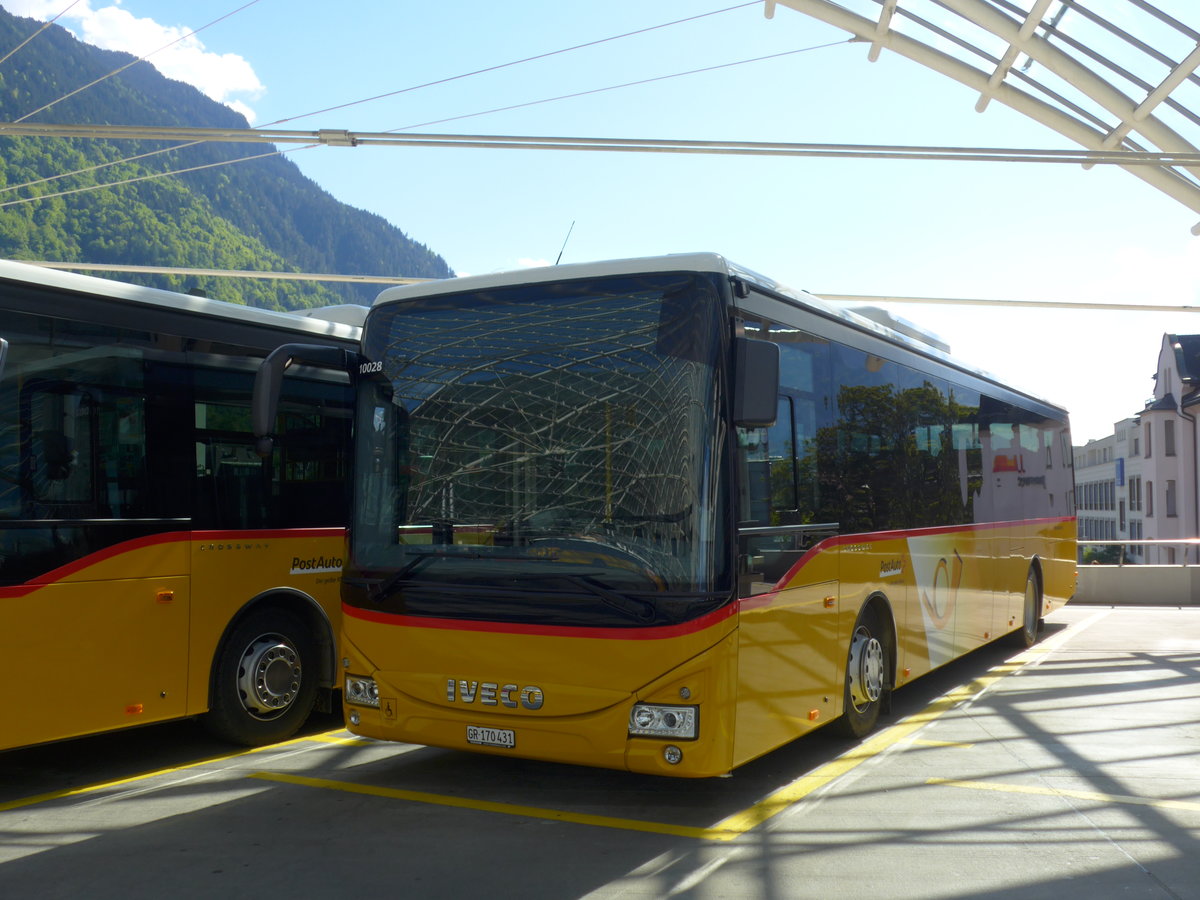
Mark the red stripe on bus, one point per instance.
(151, 540)
(655, 633)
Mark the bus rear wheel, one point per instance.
(1031, 621)
(867, 676)
(264, 679)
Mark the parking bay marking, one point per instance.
(145, 775)
(769, 807)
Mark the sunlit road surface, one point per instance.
(1067, 771)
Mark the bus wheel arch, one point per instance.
(268, 667)
(1031, 606)
(870, 667)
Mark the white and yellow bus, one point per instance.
(153, 565)
(666, 515)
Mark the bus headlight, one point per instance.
(361, 691)
(652, 720)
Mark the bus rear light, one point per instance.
(361, 691)
(647, 720)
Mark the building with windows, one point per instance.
(1143, 483)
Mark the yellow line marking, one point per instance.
(629, 825)
(781, 799)
(341, 739)
(132, 779)
(1060, 792)
(741, 822)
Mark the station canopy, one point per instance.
(1117, 77)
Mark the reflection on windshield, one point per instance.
(562, 430)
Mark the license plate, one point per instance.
(491, 737)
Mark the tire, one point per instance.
(264, 679)
(867, 676)
(1031, 618)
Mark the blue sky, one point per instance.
(966, 229)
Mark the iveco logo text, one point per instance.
(316, 565)
(491, 694)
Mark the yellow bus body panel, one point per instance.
(772, 669)
(589, 685)
(127, 635)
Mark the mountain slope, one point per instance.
(250, 214)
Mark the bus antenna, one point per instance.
(564, 243)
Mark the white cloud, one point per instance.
(226, 78)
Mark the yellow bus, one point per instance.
(153, 565)
(666, 515)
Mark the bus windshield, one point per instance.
(544, 453)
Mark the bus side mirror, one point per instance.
(264, 402)
(755, 383)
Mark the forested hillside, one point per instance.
(255, 214)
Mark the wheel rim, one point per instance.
(1031, 609)
(269, 676)
(865, 670)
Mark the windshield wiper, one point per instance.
(378, 589)
(629, 606)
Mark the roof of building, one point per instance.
(1167, 402)
(1187, 357)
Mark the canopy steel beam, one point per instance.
(1176, 180)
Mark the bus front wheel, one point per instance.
(264, 679)
(867, 666)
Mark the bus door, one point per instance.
(787, 634)
(95, 595)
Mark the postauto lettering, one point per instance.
(491, 694)
(316, 564)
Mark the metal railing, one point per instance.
(1186, 543)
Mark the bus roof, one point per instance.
(337, 323)
(877, 322)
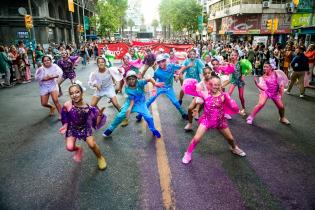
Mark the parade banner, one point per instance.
(240, 24)
(120, 49)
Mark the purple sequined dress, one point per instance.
(81, 120)
(213, 115)
(67, 67)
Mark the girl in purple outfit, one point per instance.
(67, 66)
(271, 86)
(216, 103)
(47, 77)
(78, 119)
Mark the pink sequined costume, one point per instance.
(214, 106)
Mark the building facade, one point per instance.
(51, 20)
(242, 20)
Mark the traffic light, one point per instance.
(275, 24)
(28, 21)
(269, 24)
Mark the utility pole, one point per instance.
(33, 30)
(83, 7)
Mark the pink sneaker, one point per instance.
(187, 158)
(227, 116)
(249, 120)
(77, 157)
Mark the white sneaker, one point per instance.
(188, 127)
(238, 151)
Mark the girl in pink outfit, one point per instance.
(271, 86)
(216, 103)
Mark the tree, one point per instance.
(131, 24)
(110, 13)
(155, 24)
(180, 14)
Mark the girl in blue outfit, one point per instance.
(165, 73)
(135, 102)
(193, 70)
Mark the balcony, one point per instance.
(233, 7)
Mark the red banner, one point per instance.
(118, 49)
(121, 49)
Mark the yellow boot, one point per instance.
(102, 163)
(124, 123)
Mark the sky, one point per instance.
(149, 8)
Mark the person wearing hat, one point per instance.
(165, 73)
(135, 102)
(300, 66)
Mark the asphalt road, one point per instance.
(37, 172)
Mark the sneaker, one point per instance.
(77, 157)
(156, 133)
(185, 116)
(139, 117)
(124, 123)
(188, 127)
(249, 120)
(242, 112)
(52, 111)
(238, 151)
(101, 163)
(107, 133)
(284, 121)
(187, 158)
(227, 116)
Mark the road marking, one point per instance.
(162, 162)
# # #
■ WHAT IS REQUIRED ■
The job is to set down the whole listing exactly, excluding any images.

■ SOLVED EXERCISE ■
Mark the red stripe on bus, one point per instance.
(151, 540)
(655, 633)
Mark the bus rear wheel, one point per instance.
(1031, 621)
(867, 676)
(264, 679)
Mark the parking bay marking, one point per instance.
(145, 775)
(769, 807)
Mark the sunlit road surface, one point per instance.
(1067, 771)
Mark the bus wheel arch, one point per instance.
(268, 667)
(1031, 606)
(870, 667)
Mark the white and yellow bus, one point per instance.
(153, 565)
(666, 515)
Mark the bus headlight, one point per instance.
(361, 691)
(652, 720)
Mark the bus rear light, one point per instance.
(361, 691)
(647, 720)
Mark the building with windows, one point per instance.
(1143, 483)
Mark the yellow line marking, one point per instance.
(629, 825)
(781, 799)
(341, 739)
(132, 779)
(1060, 792)
(741, 822)
Mark the station canopy, one point per instance.
(1117, 77)
Mark the reflection on windshield, one point per instance.
(562, 430)
Mark the license plate, one point per instance.
(491, 737)
Mark the tire, one point per instance.
(264, 679)
(867, 676)
(1031, 618)
Mark the blue sky, one point per instance.
(966, 229)
Mark the iveco logo text, one point per instance.
(316, 565)
(491, 694)
Mark the yellow bus body panel, one point per instance.
(772, 669)
(589, 685)
(127, 635)
Mark the mountain slope, one point per instance.
(250, 214)
Mark the bus antenna, one point per instance.
(564, 243)
Mark the white cloud, one point per instance.
(226, 78)
Mark the yellow bus, one point per instance.
(153, 565)
(666, 515)
Mark the bus windshield, one point per instance.
(544, 453)
Mark the bus side mirror, one point per instance.
(264, 402)
(755, 383)
Mark the forested hillside, one point per instance.
(255, 214)
Mark the wheel rim, one point per instance.
(1031, 609)
(269, 676)
(865, 670)
Mark the windshield wiper, one point per instance.
(378, 589)
(629, 606)
Mark the roof of building, one point per instance.
(1167, 402)
(1187, 357)
Mark the canopy steel beam, one point per instance.
(1176, 180)
Mark the bus front wheel, one point per instance.
(264, 679)
(867, 666)
Mark the bus door, one point per instance.
(787, 634)
(95, 595)
Mark the postauto lettering, one point per instance.
(491, 694)
(316, 564)
Mark the metal railing, one point per instance.
(1186, 543)
Mark the bus roof, one point per instance.
(337, 323)
(877, 322)
Mark the parade banner, one point per instance.
(240, 24)
(120, 49)
Mark the purple sequined dress, one point per instance.
(81, 120)
(213, 115)
(67, 67)
Mark the girl in purple outfit, one point per instance.
(67, 66)
(271, 86)
(216, 103)
(47, 77)
(78, 119)
Mark the pink sequined costume, one point per instance.
(214, 106)
Mark the building facade, one point per instance.
(51, 20)
(242, 20)
Mark the traffic light, one point per instance.
(275, 24)
(28, 21)
(269, 24)
Mark the utility pole, one point per instance.
(33, 30)
(83, 7)
Mark the pink sneaker, one point per instance.
(187, 158)
(227, 116)
(249, 120)
(77, 157)
Mark the white sneaker, one point per instance.
(188, 127)
(238, 151)
Mark the girl in pink outfit, one point per instance.
(271, 86)
(216, 103)
Mark the tree, one point per instance.
(131, 24)
(110, 13)
(155, 24)
(180, 14)
Mark the girl in blue outfit, one point per instance.
(165, 73)
(135, 102)
(193, 70)
Mark the balcony, one point per instance.
(233, 7)
Mark the red banner, one point per instance.
(118, 49)
(121, 49)
Mark the yellow boot, one point per instance.
(102, 163)
(124, 123)
Mark the sky, one point per instance.
(149, 8)
Mark the person wearing hat, one point per instance.
(165, 73)
(135, 102)
(300, 66)
Mark the asphalt road, one point per instance.
(37, 172)
Mark the sneaker, one point per instance.
(77, 157)
(156, 133)
(185, 116)
(139, 117)
(124, 123)
(188, 127)
(249, 120)
(242, 112)
(52, 111)
(238, 151)
(101, 163)
(107, 133)
(284, 121)
(187, 158)
(227, 116)
Mark the road marking, one point per instance.
(162, 162)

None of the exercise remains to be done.